» **Exercise tasks**
- a) Answer these questions from the passage on Al Masry Club Stadium, one per line:
(i) On what date was the stadium opened?
(ii) What was its seating capacity?
(iii) What position did Hisham Sheha hold?
- b) List every tournament that the passage on Al Masry Club Stadium says the stadium hosted matches in.
- c) Reproduce the passage on Al Masry Club Stadium from "Football stadium in" to "U-20 World Cup.", renaming "Al Masry" as "Al-Masry".

» **Text under study**
Football stadium in Port Said, Egypt

Al Masry Club Stadium (ستاد النادي المصري), formerly known as Port Said Stadium (ستاد بور سعيد), was a multi-use all-seated stadium in Al Manakh, Port Said, Egypt, which was mostly used for football and was the home of Al Masry since 1958 and until the Port Said Stadium riot in 2012. In 2021, the stadium was closed to prepare for the demolition process, which was completed in mid-2022.

The stadium, which had a seating capacity of 18,000, was opened on 16 October 1955, and was the main sports venue in Port Said. It was completely demolished in 2021, and a new sports complex is currently being built in the same area that will include a new stadium.

The stadium also hosted some matches in tournaments held in Egypt, including 1997 FIFA U-17 World Championship, 2006 Africa Cup of Nations, 2007 Pan Arab Games Football Tournament and 2009 FIFA U-20 World Cup.

==Port Said Stadium riot==

On 1 February 2012, following a league match between Al Masry and Al Ahly, a riot broke out, resulting in the deaths of 72 Al Ahly fans, alongside an Al Masry supporter and a police officer, making it the deadliest tragedy in Egyptian sporting history. Some were stabbed and clubbed, while others were thrown off the stands or died in a crowd crush as they were trying to escape through a closed stadium gate in the back of the stands. Hisham Sheha, an official in the Egyptian health ministry, said the deaths were caused by stab wounds, brain hemorrhages, and concussions. Over 500 were injured.

» **Source information**
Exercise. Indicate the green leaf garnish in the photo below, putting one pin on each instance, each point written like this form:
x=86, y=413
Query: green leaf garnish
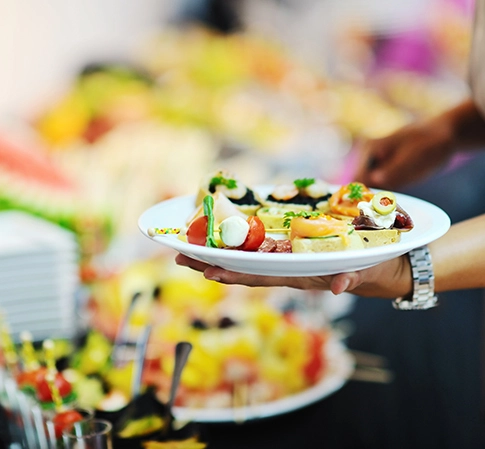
x=303, y=213
x=355, y=191
x=209, y=212
x=222, y=181
x=303, y=183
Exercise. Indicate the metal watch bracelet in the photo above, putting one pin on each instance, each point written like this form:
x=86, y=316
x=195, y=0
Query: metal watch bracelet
x=423, y=296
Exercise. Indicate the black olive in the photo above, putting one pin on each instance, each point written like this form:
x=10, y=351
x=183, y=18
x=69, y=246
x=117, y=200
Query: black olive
x=226, y=322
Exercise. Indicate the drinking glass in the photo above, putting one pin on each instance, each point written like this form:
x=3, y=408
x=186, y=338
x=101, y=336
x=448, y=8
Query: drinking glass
x=88, y=434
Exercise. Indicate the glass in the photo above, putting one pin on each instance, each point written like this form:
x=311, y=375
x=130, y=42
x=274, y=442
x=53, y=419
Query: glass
x=54, y=427
x=89, y=434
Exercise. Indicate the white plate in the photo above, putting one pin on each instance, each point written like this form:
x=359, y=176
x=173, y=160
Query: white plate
x=430, y=223
x=340, y=368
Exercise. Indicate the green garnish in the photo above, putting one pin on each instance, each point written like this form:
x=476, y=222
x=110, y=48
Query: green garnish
x=221, y=181
x=355, y=191
x=209, y=212
x=303, y=183
x=303, y=213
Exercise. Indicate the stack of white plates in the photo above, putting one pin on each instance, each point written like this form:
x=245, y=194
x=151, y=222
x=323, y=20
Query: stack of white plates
x=39, y=276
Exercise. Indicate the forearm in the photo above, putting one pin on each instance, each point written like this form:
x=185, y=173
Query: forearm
x=459, y=256
x=468, y=125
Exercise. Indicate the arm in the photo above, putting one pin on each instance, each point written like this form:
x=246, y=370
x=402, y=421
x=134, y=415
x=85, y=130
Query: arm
x=417, y=150
x=458, y=260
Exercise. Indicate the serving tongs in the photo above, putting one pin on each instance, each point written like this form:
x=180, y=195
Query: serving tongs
x=144, y=404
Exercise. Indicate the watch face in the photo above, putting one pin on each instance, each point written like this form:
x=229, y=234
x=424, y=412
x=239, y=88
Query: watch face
x=423, y=296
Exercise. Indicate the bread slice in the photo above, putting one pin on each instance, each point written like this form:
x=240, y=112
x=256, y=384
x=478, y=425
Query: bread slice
x=326, y=244
x=373, y=238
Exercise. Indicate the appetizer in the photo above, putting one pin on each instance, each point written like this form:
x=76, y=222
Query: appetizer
x=344, y=202
x=315, y=232
x=244, y=198
x=381, y=220
x=303, y=217
x=302, y=194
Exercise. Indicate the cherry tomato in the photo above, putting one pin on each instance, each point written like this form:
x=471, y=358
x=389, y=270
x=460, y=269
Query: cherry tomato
x=43, y=389
x=27, y=379
x=256, y=234
x=63, y=420
x=197, y=231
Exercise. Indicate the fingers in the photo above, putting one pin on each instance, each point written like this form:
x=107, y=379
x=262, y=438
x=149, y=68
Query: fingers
x=185, y=261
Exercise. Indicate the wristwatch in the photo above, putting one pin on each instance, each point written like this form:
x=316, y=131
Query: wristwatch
x=423, y=296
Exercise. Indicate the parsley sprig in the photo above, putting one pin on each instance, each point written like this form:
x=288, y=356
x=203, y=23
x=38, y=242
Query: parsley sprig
x=355, y=191
x=303, y=183
x=303, y=213
x=221, y=180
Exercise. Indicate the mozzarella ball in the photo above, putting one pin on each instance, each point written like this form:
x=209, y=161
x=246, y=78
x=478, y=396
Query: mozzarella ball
x=233, y=231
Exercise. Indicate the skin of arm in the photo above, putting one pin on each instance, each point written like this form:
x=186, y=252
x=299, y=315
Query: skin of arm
x=458, y=261
x=419, y=149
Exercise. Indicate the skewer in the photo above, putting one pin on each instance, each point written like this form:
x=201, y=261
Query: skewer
x=152, y=232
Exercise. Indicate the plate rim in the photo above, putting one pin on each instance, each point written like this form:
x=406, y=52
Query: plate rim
x=246, y=257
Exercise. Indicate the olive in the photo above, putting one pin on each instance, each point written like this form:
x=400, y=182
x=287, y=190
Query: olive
x=384, y=202
x=197, y=323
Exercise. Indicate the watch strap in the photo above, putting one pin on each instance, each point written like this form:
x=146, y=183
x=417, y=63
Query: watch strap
x=423, y=296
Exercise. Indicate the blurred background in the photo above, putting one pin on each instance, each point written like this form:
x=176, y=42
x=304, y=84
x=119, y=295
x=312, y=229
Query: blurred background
x=108, y=107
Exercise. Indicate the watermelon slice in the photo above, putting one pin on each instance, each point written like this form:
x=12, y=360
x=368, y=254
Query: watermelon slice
x=30, y=181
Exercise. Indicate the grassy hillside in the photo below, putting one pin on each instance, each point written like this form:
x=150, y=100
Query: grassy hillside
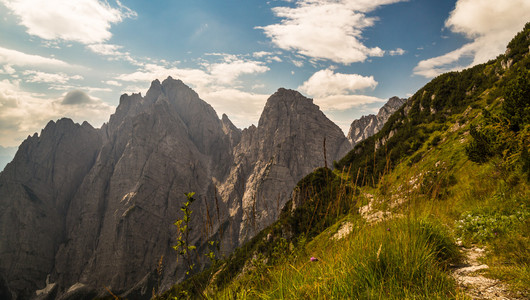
x=450, y=169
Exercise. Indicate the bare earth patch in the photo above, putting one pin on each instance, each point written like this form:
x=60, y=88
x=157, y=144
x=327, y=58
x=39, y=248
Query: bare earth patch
x=475, y=285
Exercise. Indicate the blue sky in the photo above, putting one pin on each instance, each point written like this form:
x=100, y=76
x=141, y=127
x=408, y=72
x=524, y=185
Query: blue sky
x=63, y=58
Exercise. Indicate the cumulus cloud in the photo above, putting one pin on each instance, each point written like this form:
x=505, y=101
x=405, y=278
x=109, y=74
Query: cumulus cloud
x=114, y=52
x=76, y=97
x=326, y=29
x=489, y=24
x=17, y=58
x=398, y=51
x=83, y=21
x=326, y=83
x=43, y=77
x=334, y=91
x=23, y=113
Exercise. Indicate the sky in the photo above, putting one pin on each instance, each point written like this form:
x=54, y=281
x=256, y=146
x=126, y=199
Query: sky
x=64, y=58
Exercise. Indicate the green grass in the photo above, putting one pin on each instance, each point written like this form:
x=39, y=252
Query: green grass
x=399, y=259
x=423, y=173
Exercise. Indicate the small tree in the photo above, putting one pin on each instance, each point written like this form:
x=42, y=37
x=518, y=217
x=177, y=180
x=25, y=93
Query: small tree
x=183, y=246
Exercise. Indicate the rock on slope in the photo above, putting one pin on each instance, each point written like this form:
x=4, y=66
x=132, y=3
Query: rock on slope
x=367, y=126
x=94, y=208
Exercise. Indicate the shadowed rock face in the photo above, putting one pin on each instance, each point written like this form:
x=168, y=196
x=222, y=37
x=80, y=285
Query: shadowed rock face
x=36, y=190
x=95, y=208
x=367, y=126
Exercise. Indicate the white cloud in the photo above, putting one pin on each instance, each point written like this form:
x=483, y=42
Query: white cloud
x=490, y=25
x=84, y=21
x=398, y=51
x=22, y=113
x=106, y=49
x=242, y=108
x=326, y=29
x=38, y=76
x=7, y=69
x=333, y=91
x=326, y=83
x=261, y=54
x=113, y=51
x=112, y=82
x=17, y=58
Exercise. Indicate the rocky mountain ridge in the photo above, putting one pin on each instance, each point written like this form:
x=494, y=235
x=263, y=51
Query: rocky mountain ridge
x=84, y=208
x=369, y=125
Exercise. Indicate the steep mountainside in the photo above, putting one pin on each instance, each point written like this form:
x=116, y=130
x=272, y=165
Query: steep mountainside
x=407, y=212
x=369, y=125
x=84, y=208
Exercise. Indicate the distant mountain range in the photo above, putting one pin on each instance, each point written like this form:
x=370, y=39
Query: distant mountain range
x=82, y=209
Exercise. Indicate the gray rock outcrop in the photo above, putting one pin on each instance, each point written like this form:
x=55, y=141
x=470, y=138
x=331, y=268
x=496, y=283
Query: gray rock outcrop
x=82, y=209
x=369, y=125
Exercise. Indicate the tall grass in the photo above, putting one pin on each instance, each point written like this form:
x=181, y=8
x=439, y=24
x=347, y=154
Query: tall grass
x=398, y=259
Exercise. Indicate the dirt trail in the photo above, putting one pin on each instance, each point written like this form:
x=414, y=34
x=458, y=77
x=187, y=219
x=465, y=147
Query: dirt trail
x=475, y=285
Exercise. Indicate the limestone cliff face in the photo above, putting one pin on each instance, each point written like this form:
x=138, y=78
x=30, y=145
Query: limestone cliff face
x=367, y=126
x=91, y=208
x=271, y=158
x=36, y=190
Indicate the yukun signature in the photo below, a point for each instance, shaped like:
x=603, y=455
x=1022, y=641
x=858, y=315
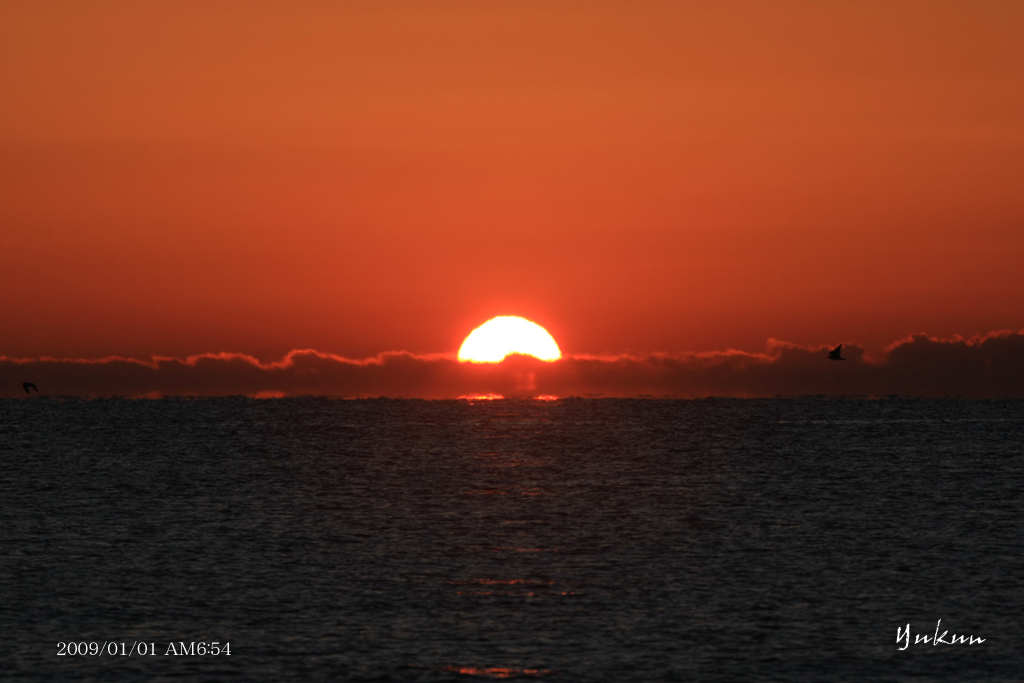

» **Answer set**
- a)
(i) 16 October 1955
(ii) 18,000
(iii) An official in the Egyptian health ministry

- b)
1997 FIFA U-17 World Championship
2006 Africa Cup of Nations
2007 Pan Arab Games Football Tournament
2009 FIFA U-20 World Cup

- c)
Football stadium in Port Said, Egypt

Al-Masry Club Stadium (ستاد النادي المصري), formerly known as Port Said Stadium (ستاد بور سعيد), was a multi-use all-seated stadium in Al Manakh, Port Said, Egypt, which was mostly used for football and was the home of Al-Masry since 1958 and until the Port Said Stadium riot in 2012. In 2021, the stadium was closed to prepare for the demolition process, which was completed in mid-2022.

The stadium, which had a seating capacity of 18,000, was opened on 16 October 1955, and was the main sports venue in Port Said. It was completely demolished in 2021, and a new sports complex is currently being built in the same area that will include a new stadium.

The stadium also hosted some matches in tournaments held in Egypt, including 1997 FIFA U-17 World Championship, 2006 Africa Cup of Nations, 2007 Pan Arab Games Football Tournament and 2009 FIFA U-20 World Cup.